» **Work required**
Convert the listing below into a Markdown table with two columns, Row (a running number) and Line (the text of that line), leaving out blank lines. Keep the pictures out of the answer.

» **Material supplied**
::::

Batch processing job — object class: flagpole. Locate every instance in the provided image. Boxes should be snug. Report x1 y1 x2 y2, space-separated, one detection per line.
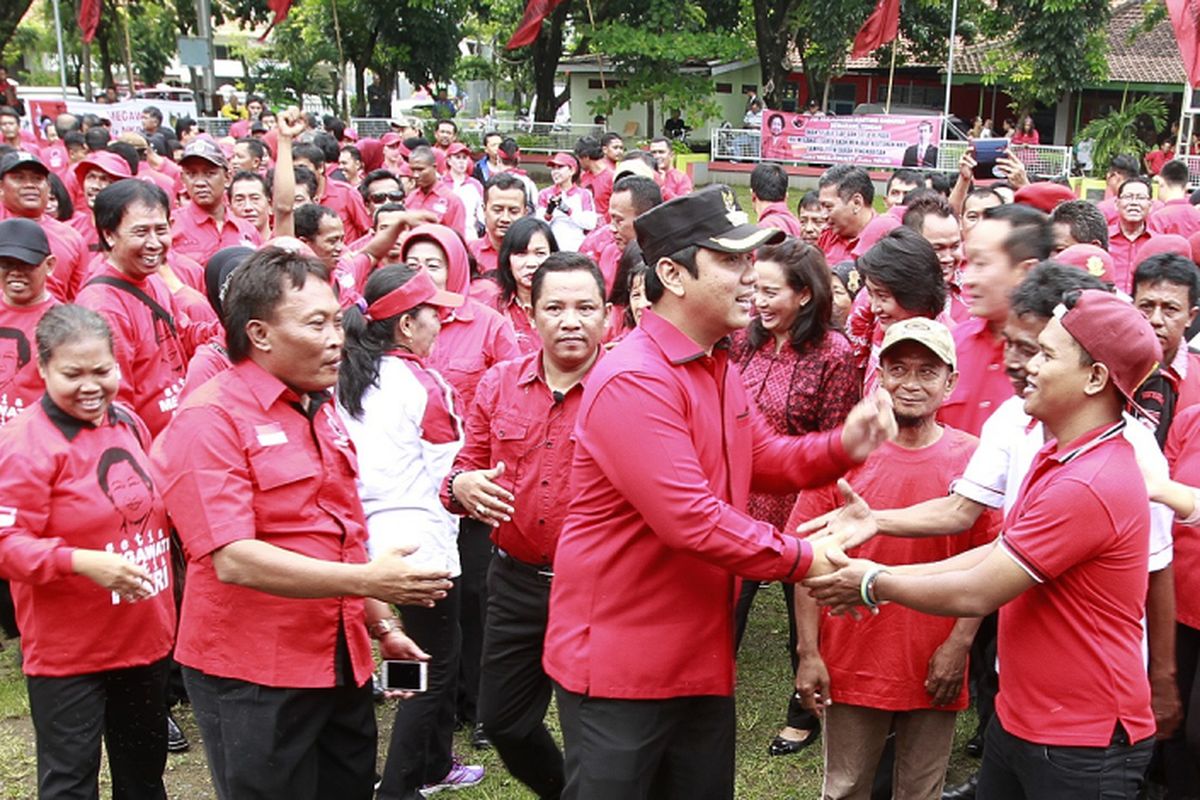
942 0 959 139
54 0 68 100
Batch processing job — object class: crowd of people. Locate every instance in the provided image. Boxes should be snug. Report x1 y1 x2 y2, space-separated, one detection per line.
0 97 1200 800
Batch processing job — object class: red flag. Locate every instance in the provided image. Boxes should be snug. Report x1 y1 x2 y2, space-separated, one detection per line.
504 0 563 50
850 0 900 59
76 0 101 44
1166 0 1200 86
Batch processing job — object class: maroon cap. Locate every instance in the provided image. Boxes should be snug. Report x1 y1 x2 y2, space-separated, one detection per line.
1054 245 1112 283
1013 181 1079 213
1055 289 1163 403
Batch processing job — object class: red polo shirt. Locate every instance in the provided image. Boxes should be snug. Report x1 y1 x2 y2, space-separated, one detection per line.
0 395 175 678
404 181 467 236
1109 222 1153 294
170 200 262 264
996 423 1154 747
442 353 600 566
320 178 372 241
758 203 800 239
937 317 1013 437
544 311 852 699
152 361 374 688
1166 405 1200 628
0 295 59 426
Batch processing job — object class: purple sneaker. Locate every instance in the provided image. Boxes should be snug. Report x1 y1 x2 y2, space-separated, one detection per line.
421 758 484 798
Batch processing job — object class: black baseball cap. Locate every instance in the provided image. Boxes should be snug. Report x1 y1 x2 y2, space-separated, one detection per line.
0 217 50 266
634 184 786 269
0 150 50 178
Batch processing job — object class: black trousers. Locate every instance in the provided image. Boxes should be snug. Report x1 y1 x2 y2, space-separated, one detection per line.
182 667 376 800
1163 622 1200 800
456 517 493 724
379 579 462 800
733 578 821 730
976 716 1154 800
556 686 736 800
25 660 167 800
479 554 565 800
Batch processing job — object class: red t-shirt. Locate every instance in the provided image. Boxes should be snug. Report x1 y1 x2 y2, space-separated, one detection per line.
151 361 374 688
0 396 175 678
784 428 1002 711
0 295 59 426
996 425 1154 747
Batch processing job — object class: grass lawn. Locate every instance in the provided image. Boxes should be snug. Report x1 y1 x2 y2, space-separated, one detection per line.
0 587 974 800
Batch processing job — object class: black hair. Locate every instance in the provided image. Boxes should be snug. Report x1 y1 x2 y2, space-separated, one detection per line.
96 447 154 494
496 217 558 305
292 144 325 169
92 180 170 251
292 203 337 239
529 252 607 308
746 237 833 352
610 175 662 215
983 203 1054 265
0 327 34 369
750 162 787 203
1133 253 1200 308
1009 259 1109 319
222 247 329 363
858 227 946 319
1050 200 1109 249
817 164 875 205
34 303 113 367
337 264 421 419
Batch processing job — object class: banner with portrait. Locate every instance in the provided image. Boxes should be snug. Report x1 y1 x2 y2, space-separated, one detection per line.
762 110 942 168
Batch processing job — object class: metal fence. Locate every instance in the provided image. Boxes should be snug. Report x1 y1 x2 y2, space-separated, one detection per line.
712 128 1075 179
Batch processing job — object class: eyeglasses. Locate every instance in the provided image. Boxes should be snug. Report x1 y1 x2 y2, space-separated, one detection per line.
370 192 404 203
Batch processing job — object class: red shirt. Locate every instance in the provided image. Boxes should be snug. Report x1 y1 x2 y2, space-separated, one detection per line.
170 200 262 264
77 261 190 435
404 181 467 236
1146 197 1200 237
758 203 800 239
0 395 175 676
937 317 1013 437
1166 405 1200 628
784 428 1002 711
152 361 374 688
320 178 371 241
442 351 600 566
0 295 59 426
996 423 1154 747
1109 222 1153 294
542 309 851 699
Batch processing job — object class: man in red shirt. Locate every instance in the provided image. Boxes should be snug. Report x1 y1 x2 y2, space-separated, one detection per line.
1146 160 1200 239
542 186 894 800
152 247 450 800
750 163 803 239
937 205 1052 437
1109 178 1153 293
650 136 692 200
0 150 88 302
170 139 260 264
817 164 876 264
443 253 607 798
806 289 1162 800
784 319 1002 798
404 146 467 237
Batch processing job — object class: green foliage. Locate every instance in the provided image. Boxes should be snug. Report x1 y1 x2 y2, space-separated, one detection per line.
1075 95 1166 175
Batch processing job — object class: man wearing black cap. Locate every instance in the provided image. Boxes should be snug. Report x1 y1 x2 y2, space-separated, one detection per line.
544 186 894 800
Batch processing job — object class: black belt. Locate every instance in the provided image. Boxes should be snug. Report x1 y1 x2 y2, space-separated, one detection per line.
496 547 554 582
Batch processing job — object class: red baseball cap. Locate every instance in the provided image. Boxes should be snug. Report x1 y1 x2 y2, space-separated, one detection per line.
1013 181 1079 213
1055 289 1163 403
1054 245 1114 283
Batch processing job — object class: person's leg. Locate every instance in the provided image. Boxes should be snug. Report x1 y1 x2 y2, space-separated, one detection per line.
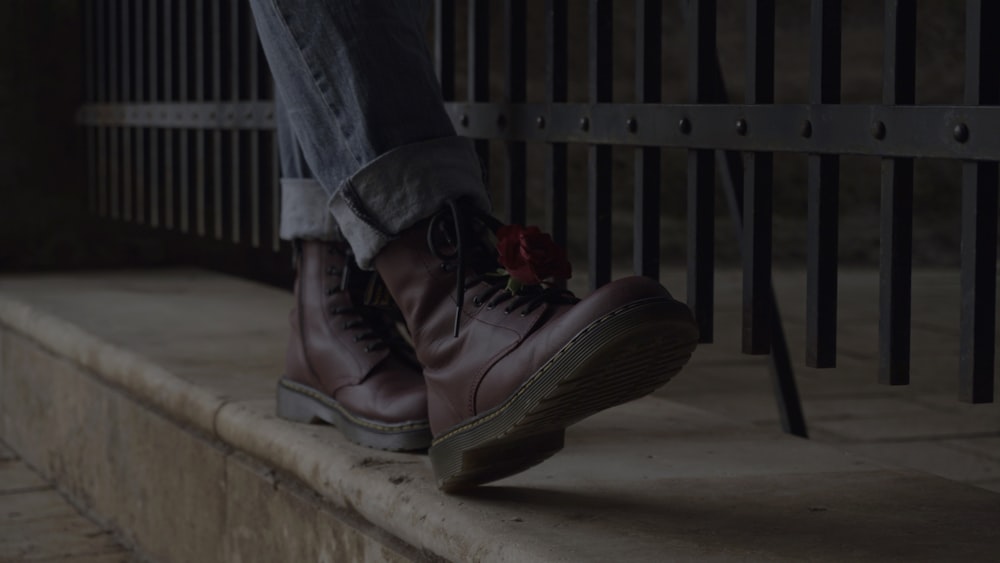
275 91 431 450
252 0 697 490
251 0 489 268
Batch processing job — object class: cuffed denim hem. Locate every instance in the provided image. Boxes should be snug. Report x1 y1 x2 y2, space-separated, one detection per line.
330 137 490 270
278 178 344 241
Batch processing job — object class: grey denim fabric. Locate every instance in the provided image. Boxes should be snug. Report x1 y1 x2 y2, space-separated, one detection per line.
250 0 490 268
278 178 344 241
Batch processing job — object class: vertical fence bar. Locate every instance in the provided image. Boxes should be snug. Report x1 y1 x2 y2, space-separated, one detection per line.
83 0 98 213
132 2 149 223
679 0 718 342
120 0 135 221
434 0 455 102
956 0 1000 403
878 0 917 385
736 0 774 354
228 0 242 243
161 0 177 229
626 0 663 280
177 0 191 233
106 0 122 219
146 0 162 227
536 0 569 253
468 0 490 171
249 9 264 248
94 0 109 217
504 0 527 224
806 0 841 368
209 0 223 240
587 0 612 290
266 73 281 252
194 0 209 236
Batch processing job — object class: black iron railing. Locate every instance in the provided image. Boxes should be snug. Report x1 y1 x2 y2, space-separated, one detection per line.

::::

» **Task response**
| Row | Line |
|---|---|
| 1 | Batch processing job — object class: flagpole. Locate every instance in the provided image. Boxes should be snug. Report x1 y1 x2 y2, space-separated, one detection per line. |
| 2 | 942 0 959 139 |
| 3 | 54 0 68 100 |
| 4 | Batch processing job — object class: crowd of people. Locate every instance in the provided image. Boxes should be snug. Report x1 y1 x2 y2, space-separated, one detection per line. |
| 5 | 0 97 1200 800 |
| 6 | Batch processing job — object class: red flag. Locate every instance in the provided image. Boxes should be snug. Report x1 y1 x2 y2, space-separated, one detection per line. |
| 7 | 504 0 563 50 |
| 8 | 850 0 900 59 |
| 9 | 76 0 101 44 |
| 10 | 1166 0 1200 86 |
| 11 | Batch processing job — object class: maroon cap. Locate every instance in the provided image. Boxes should be snug. Report x1 y1 x2 y2, space-separated, one detection per line. |
| 12 | 1054 245 1112 283 |
| 13 | 1013 181 1079 213 |
| 14 | 1055 289 1163 403 |
| 15 | Batch processing job — object class: red polo shirt. Locate every instance in the provided image. Boxes should be snug. Report x1 y1 x2 y2, space-separated, one detection per line. |
| 16 | 0 395 175 678 |
| 17 | 404 181 467 236 |
| 18 | 1109 222 1153 294 |
| 19 | 170 200 262 264 |
| 20 | 996 423 1154 747 |
| 21 | 442 353 600 566 |
| 22 | 320 178 372 241 |
| 23 | 758 203 800 239 |
| 24 | 937 317 1013 437 |
| 25 | 544 311 852 699 |
| 26 | 152 361 374 688 |
| 27 | 1166 405 1200 628 |
| 28 | 0 295 59 426 |
| 29 | Batch processing job — object class: purple sneaker. Locate every instance in the provided image. Boxes should be snug. Report x1 y1 x2 y2, space-separated, one detection per line. |
| 30 | 421 758 484 798 |
| 31 | Batch processing job — object class: black baseball cap. Locate every instance in the provided image. Boxes should be snug. Report x1 y1 x2 y2, space-separated, one detection per line. |
| 32 | 0 217 50 266 |
| 33 | 634 184 786 269 |
| 34 | 0 150 50 178 |
| 35 | Batch processing job — object class: black trousers. Locate every instance in the provided image. Boxes should be snug. Report x1 y1 x2 y2, space-separated, one detection per line. |
| 36 | 182 667 376 800 |
| 37 | 1163 622 1200 800 |
| 38 | 456 517 493 724 |
| 39 | 379 579 462 800 |
| 40 | 733 578 821 730 |
| 41 | 976 716 1154 800 |
| 42 | 556 686 736 800 |
| 43 | 25 660 167 800 |
| 44 | 479 554 565 800 |
| 45 | Batch processing job — object class: red t-shirt. Locate every instance in the provided image. Boxes should be snug. Report x1 y1 x2 y2, space-separated, one detection per line. |
| 46 | 151 361 374 688 |
| 47 | 0 396 175 678 |
| 48 | 784 428 1002 711 |
| 49 | 0 295 59 426 |
| 50 | 996 425 1154 747 |
| 51 | Batch processing job — object class: grass lawn. Locate every instance in the provided image. Boxes should be snug. Report x1 y1 x2 y2, space-separated, one detection per line. |
| 52 | 0 587 974 800 |
| 53 | Batch processing job — object class: black hair. Locate every instance in the provided image. Boxes should be snug. Report x1 y1 x2 y2, space-separated, one detection per line. |
| 54 | 96 447 154 494 |
| 55 | 496 217 558 305 |
| 56 | 292 144 325 169 |
| 57 | 92 180 170 251 |
| 58 | 292 203 337 239 |
| 59 | 529 252 607 308 |
| 60 | 746 237 833 352 |
| 61 | 610 175 662 215 |
| 62 | 983 203 1054 265 |
| 63 | 0 327 34 369 |
| 64 | 750 162 787 203 |
| 65 | 1133 253 1200 308 |
| 66 | 1009 259 1109 319 |
| 67 | 222 247 329 363 |
| 68 | 858 227 946 319 |
| 69 | 1050 200 1109 249 |
| 70 | 817 164 875 205 |
| 71 | 34 303 113 367 |
| 72 | 337 264 421 419 |
| 73 | Batch processing job — object class: banner with portrait. Locate every instance in the provided image. Boxes should be snug. Report x1 y1 x2 y2, space-separated, one detection per line. |
| 74 | 762 110 942 168 |
| 75 | Batch processing job — object class: metal fence. Locate every instance in the provided image. Boxes should be snug. Report x1 y1 x2 y2, space-separated, one detection per line. |
| 76 | 712 128 1075 179 |
| 77 | Batch processing job — object class: eyeglasses. Locate every instance in the provided image. Boxes should be snug. Report x1 y1 x2 y2, space-separated, one detection per line. |
| 78 | 370 192 404 203 |
| 79 | Batch processing job — object class: red shirt. Locate every instance in the provided image. Boxes should be snug. Report x1 y1 x2 y2, space-separated, one detection per line. |
| 80 | 170 200 262 264 |
| 81 | 77 261 190 435 |
| 82 | 404 181 467 236 |
| 83 | 1146 197 1200 237 |
| 84 | 758 203 800 239 |
| 85 | 0 395 175 676 |
| 86 | 937 317 1013 437 |
| 87 | 1166 405 1200 628 |
| 88 | 784 428 1002 711 |
| 89 | 152 361 374 688 |
| 90 | 320 178 371 241 |
| 91 | 442 351 600 566 |
| 92 | 0 295 59 426 |
| 93 | 996 423 1154 747 |
| 94 | 1109 222 1153 294 |
| 95 | 542 309 851 699 |
| 96 | Batch processing job — object class: man in red shirt. Locate every instance in the provided image. Boxes should be snug. Report x1 y1 x2 y2, space-separated, one detection per line. |
| 97 | 1146 160 1200 239 |
| 98 | 542 186 894 800 |
| 99 | 152 247 450 800 |
| 100 | 750 163 803 239 |
| 101 | 937 205 1052 437 |
| 102 | 1109 178 1153 293 |
| 103 | 650 136 692 200 |
| 104 | 0 150 88 302 |
| 105 | 170 139 260 264 |
| 106 | 817 164 876 264 |
| 107 | 443 253 607 798 |
| 108 | 806 289 1162 800 |
| 109 | 784 319 1002 798 |
| 110 | 404 146 467 237 |
| 111 | Batch processing job — object class: green foliage. Locate every instance in the provided image. Boxes should be snug. Report x1 y1 x2 y2, space-separated, one detection per line. |
| 112 | 1075 95 1166 175 |
| 113 | Batch processing job — object class: man wearing black cap. Locate every instance in the provided image. Boxes should be snug. Report x1 y1 x2 y2, space-separated, one detection per line. |
| 114 | 544 186 894 800 |
| 115 | Batch processing job — object class: black belt. Locate every instance in the provided image. Boxes should be snug. Report x1 y1 x2 y2, space-separated, one detection per line. |
| 116 | 496 547 554 582 |
| 117 | Batch processing job — object class: red baseball cap. Locate every instance in the provided image. Boxes should be snug. Report x1 y1 x2 y2, space-separated, one detection per line. |
| 118 | 1013 181 1079 213 |
| 119 | 1055 289 1163 403 |
| 120 | 1054 245 1114 283 |
| 121 | Batch processing job — object class: person's leg. Locate every instance in the provided image. Boxes should be snug. Report x1 y1 x2 y2, space-separated, one detection per line. |
| 122 | 275 91 431 450 |
| 123 | 252 0 697 490 |
| 124 | 251 0 489 268 |
| 125 | Batch processing job — object class: cuffed denim hem. Locate every instance in the provided image. Boxes should be snug. Report x1 y1 x2 y2, space-separated, one detection per line. |
| 126 | 330 137 490 270 |
| 127 | 278 178 344 241 |
| 128 | Batch processing job — object class: grey denim fabric. Locate every instance in the provided image. Boxes should be snug. Report x1 y1 x2 y2, space-separated, one detection per line. |
| 129 | 250 0 490 268 |
| 130 | 278 178 344 241 |
| 131 | Batch processing job — object class: vertical fence bar. Locate every instance in the provided image. Boxes should be snug. Report x1 y1 x2 y2, space-separated, one detection per line. |
| 132 | 83 0 98 213 |
| 133 | 132 2 149 223 |
| 134 | 679 0 718 342 |
| 135 | 120 0 135 221 |
| 136 | 434 0 455 102 |
| 137 | 956 0 1000 403 |
| 138 | 878 0 917 385 |
| 139 | 736 0 774 354 |
| 140 | 228 0 242 243 |
| 141 | 161 0 177 229 |
| 142 | 626 0 663 280 |
| 143 | 177 0 191 233 |
| 144 | 106 0 122 219 |
| 145 | 146 0 162 227 |
| 146 | 536 0 569 253 |
| 147 | 468 0 490 171 |
| 148 | 249 9 264 248 |
| 149 | 94 0 109 217 |
| 150 | 504 0 527 224 |
| 151 | 806 0 841 368 |
| 152 | 209 0 223 240 |
| 153 | 587 0 612 290 |
| 154 | 266 73 281 252 |
| 155 | 194 0 209 236 |
| 156 | Batch processing job — object class: black iron railing. Locate every instance in the provided image. Boxes should be snug. Report x1 y1 x2 y2, space-separated, one detection per line. |